◆ DATA FOR THE TASK
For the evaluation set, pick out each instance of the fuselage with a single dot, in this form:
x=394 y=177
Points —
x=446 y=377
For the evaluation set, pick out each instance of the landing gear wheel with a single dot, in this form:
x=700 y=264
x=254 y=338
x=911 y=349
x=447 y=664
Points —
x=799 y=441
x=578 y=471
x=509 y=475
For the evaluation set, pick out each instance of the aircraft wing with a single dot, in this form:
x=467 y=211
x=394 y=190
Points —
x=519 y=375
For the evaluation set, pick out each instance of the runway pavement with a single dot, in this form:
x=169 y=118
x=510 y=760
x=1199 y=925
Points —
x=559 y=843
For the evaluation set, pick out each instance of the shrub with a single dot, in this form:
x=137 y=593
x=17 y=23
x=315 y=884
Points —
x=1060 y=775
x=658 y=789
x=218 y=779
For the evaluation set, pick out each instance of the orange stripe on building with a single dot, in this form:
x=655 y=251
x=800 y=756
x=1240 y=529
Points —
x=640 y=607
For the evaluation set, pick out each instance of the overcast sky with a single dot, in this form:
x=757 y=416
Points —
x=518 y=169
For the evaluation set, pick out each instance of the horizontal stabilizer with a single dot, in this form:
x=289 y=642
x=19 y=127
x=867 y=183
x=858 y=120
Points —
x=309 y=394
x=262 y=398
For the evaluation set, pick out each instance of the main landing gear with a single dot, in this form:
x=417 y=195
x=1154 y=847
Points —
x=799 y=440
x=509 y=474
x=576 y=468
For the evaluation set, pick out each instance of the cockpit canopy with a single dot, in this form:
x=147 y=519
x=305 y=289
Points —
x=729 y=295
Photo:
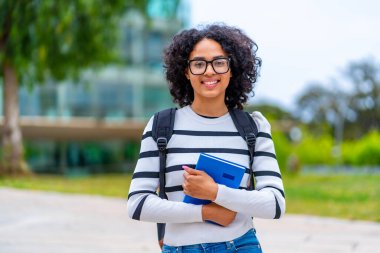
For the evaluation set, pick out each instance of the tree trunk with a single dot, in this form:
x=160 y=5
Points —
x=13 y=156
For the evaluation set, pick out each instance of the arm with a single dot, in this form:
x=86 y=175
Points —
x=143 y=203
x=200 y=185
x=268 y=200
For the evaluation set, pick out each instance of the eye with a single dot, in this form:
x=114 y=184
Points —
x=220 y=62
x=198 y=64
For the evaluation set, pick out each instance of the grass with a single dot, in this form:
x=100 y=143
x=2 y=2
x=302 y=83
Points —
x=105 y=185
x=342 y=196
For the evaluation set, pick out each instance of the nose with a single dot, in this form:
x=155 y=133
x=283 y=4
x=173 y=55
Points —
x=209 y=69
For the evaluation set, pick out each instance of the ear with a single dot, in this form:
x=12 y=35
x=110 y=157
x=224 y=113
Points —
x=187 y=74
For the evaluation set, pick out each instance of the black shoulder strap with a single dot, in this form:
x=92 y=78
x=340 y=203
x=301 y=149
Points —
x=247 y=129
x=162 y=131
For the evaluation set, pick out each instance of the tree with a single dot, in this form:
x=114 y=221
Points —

---

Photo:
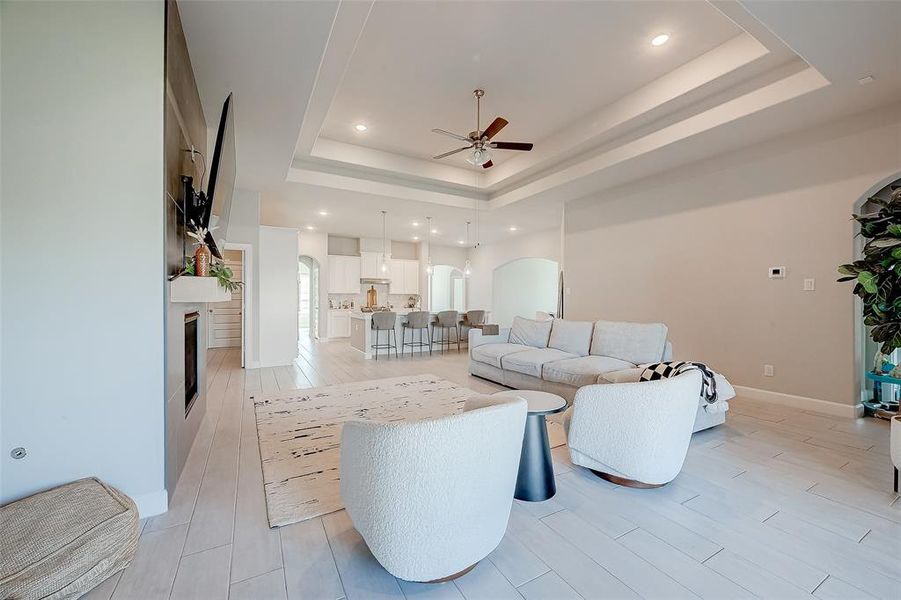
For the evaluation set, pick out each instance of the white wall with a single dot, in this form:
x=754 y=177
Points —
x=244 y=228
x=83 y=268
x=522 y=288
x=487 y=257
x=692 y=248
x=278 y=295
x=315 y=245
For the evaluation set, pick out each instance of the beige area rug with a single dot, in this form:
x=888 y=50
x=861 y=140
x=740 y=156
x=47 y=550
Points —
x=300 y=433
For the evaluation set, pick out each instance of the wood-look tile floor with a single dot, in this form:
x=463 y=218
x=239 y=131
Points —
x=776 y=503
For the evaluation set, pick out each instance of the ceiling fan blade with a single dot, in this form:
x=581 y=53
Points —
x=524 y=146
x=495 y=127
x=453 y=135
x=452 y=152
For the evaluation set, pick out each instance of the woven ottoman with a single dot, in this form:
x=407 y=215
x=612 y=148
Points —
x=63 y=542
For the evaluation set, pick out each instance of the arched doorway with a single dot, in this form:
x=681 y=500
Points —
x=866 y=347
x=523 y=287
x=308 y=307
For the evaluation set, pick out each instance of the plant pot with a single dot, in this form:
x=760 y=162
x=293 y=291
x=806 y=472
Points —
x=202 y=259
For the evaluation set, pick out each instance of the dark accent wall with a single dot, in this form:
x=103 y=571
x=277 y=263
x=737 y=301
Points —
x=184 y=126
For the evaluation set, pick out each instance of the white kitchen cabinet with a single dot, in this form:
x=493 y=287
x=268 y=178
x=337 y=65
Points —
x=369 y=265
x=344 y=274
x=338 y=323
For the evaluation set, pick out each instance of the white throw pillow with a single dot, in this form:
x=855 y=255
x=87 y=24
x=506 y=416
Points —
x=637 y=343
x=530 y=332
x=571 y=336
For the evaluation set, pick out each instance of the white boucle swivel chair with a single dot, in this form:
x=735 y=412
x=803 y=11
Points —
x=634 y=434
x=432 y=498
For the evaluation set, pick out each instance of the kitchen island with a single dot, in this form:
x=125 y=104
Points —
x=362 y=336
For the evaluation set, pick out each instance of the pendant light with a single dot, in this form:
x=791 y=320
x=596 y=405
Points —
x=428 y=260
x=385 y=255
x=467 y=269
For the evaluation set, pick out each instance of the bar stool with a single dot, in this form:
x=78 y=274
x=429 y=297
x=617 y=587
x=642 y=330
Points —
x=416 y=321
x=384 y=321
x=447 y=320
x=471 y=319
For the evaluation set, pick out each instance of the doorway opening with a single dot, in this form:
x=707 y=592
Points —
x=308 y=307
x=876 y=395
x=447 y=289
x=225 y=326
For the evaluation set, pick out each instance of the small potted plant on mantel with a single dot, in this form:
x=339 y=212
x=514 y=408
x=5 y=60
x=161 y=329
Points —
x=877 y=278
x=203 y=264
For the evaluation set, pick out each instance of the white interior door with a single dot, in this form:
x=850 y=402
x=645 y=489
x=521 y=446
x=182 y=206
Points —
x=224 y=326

...

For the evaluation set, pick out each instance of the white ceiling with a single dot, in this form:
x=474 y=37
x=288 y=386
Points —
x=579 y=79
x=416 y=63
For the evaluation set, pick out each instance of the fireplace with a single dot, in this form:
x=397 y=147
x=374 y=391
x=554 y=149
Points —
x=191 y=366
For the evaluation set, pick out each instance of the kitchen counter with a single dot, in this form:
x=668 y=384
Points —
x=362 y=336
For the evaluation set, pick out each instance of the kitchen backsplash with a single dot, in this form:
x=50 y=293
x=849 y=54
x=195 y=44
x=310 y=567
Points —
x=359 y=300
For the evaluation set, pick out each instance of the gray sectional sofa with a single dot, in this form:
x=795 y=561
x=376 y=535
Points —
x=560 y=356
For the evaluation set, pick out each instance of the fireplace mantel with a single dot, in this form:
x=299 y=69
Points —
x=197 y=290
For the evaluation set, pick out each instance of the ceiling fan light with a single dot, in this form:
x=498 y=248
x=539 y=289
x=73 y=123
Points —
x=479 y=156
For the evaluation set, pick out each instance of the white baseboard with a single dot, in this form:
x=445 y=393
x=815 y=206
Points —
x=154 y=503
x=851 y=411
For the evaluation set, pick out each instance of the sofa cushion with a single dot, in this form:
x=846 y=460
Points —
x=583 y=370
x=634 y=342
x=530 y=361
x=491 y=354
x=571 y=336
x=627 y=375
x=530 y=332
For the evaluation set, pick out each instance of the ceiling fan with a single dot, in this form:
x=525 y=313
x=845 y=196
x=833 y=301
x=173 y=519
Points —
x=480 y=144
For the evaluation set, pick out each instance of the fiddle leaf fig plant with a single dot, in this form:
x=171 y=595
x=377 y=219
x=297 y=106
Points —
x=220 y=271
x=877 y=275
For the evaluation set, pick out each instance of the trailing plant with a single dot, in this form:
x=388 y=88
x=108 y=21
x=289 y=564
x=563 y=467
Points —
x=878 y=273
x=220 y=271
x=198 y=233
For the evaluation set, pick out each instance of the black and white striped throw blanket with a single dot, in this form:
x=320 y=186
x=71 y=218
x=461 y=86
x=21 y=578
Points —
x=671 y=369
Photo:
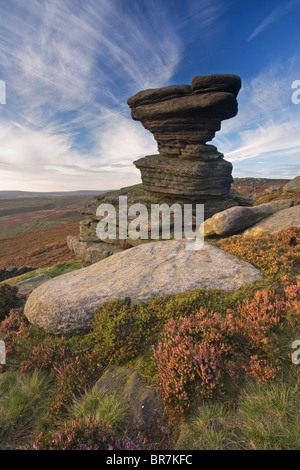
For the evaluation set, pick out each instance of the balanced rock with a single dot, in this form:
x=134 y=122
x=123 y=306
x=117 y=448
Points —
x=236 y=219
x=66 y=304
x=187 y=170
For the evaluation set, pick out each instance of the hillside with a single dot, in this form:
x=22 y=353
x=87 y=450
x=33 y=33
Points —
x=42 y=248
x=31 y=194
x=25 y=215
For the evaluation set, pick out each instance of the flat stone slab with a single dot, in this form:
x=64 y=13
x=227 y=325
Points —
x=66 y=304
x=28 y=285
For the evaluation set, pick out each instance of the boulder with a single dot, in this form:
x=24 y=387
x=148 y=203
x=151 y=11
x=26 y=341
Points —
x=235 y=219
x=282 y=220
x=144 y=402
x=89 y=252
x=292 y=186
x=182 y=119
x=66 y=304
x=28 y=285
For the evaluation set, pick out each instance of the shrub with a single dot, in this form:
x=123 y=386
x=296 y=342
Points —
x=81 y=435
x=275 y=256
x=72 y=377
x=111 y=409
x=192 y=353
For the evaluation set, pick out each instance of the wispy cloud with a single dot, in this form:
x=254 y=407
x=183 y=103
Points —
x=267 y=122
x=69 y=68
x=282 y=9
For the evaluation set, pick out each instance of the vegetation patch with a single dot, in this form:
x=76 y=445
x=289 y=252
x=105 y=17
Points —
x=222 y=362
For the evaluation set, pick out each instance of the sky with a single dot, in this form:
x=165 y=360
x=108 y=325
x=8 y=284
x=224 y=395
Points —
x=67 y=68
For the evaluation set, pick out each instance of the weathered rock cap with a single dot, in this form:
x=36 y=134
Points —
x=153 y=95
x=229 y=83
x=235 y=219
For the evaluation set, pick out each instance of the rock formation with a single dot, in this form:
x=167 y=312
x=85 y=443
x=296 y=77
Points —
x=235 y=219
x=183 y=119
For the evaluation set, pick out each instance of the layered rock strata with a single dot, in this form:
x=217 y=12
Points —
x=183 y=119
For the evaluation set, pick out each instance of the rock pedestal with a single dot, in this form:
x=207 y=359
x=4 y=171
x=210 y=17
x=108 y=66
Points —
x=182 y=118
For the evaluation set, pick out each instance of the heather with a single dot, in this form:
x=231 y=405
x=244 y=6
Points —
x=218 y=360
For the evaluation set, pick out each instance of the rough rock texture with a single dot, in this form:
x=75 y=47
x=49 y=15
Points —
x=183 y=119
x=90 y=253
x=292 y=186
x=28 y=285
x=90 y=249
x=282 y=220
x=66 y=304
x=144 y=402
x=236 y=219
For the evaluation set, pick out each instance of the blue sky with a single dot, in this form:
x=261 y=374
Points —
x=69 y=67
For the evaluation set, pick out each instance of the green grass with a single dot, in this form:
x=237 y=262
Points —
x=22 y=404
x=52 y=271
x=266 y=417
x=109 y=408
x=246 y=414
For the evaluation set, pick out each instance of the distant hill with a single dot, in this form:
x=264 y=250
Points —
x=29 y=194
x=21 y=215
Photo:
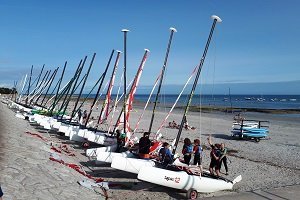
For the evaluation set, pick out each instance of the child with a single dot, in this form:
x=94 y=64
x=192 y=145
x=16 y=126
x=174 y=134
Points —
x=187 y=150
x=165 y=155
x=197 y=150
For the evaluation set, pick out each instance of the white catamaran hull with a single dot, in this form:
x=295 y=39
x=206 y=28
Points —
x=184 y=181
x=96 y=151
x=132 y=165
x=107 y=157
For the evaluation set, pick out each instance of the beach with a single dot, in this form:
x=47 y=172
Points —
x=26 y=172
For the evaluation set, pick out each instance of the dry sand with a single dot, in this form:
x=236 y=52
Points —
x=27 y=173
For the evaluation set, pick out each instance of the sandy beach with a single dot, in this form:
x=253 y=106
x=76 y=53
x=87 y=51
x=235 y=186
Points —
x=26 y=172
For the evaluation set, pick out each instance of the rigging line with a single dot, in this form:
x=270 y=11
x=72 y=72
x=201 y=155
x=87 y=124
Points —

◆ EXERCISE OBJECTIVE
Which lines in the entries above contain the word "fireplace"? Pick out each of those lines and copy it, treating case as significant.

◆ OUTPUT BELOW
For the evaluation set, pick out each instance of the fireplace with a single dot, in this form:
For the evaluation set, pick out each instance of the fireplace mantel with a single dot, in this form:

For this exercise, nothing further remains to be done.